Add 92 to every coordinate in the answers of the listing from its first line through the line holding "point(97, 156)", inclusive, and write out all of those lines again with the requests kept. Leave the pictures out.

..........

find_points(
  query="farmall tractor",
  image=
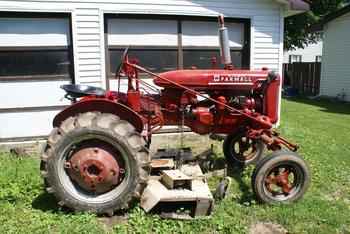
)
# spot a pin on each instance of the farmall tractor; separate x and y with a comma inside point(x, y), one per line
point(97, 156)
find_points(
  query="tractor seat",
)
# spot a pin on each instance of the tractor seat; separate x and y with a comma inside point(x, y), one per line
point(77, 91)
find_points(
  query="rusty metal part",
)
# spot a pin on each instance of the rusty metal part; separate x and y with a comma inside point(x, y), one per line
point(95, 169)
point(279, 178)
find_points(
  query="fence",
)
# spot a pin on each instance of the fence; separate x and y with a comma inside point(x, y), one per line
point(305, 77)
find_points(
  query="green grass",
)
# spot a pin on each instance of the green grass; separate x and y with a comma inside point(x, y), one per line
point(322, 129)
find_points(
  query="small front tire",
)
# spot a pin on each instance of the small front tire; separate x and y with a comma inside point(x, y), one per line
point(282, 177)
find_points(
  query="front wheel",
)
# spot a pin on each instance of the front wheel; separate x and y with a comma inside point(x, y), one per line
point(95, 162)
point(281, 177)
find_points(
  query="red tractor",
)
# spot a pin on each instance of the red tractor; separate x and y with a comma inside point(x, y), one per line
point(97, 157)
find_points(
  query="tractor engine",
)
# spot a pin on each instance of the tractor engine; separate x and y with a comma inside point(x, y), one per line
point(248, 91)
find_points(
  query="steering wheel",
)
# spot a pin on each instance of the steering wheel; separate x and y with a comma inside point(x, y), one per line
point(120, 67)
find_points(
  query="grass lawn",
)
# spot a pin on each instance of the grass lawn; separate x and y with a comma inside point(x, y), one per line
point(322, 129)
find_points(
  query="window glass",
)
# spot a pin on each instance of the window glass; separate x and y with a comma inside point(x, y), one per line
point(31, 63)
point(201, 34)
point(142, 32)
point(319, 58)
point(295, 58)
point(202, 59)
point(156, 60)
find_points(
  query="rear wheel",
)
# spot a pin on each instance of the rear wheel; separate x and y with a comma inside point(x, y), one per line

..........

◆ **Answer to the problem**
find_points(
  query="farmall tractor",
  image=
)
# spot a pin on each instance of the farmall tractor; separate x and y with a comma inside point(x, y), one per line
point(189, 248)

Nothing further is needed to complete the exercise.